Quoted text -
A few people are also beginning to notice the possibility that these auto sales (and the loans to pay for them) will displace other retail spending, and further depress consumption.
This program helps the rich and hurts the poor. The poor person who wanted to buy a cheap, used car is now competing with the government for that car. If you want to use the term, 'free market' here, what is really happening is that the government is artificially increasing demand thereby reducing the supply, causing the price of the 'cheap' used car to go up - which hurts the poor. Meanwhile the government is encouraging bad-behavior in the sense that the average person cannot afford to buy a new car, so instead they finance it... Put something on credit that you want but cannot afford today. Isnt that part of what got us in to this mess to begin with? (I'm thinking Fannie/Freddie loosening credit to make home loans easier to get...rinse, repeat, new industry)
Most people buying new cars with the C4C money will be
taking out a loan for the new car. So this program is also
increasing debt for the people using it, even if they may be able
to handle that debt.
But that is a GOOD thing. What is killing our economy is all of the
people refusing to stimulate aggregate demand and save instead. The
more we skim off of the savings rate, the better off we will
be.

Data shown -

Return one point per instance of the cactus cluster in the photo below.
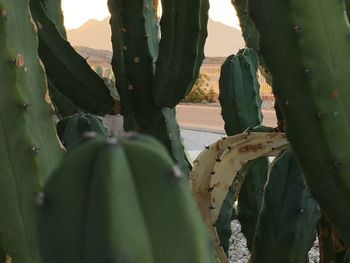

Work instructions -
In the text on the car program, what does it say most people buying new cars with the C4C money will do? The lines above are separate material, unrelated to the text.

Solution for this task -
They will take out a loan for the new car.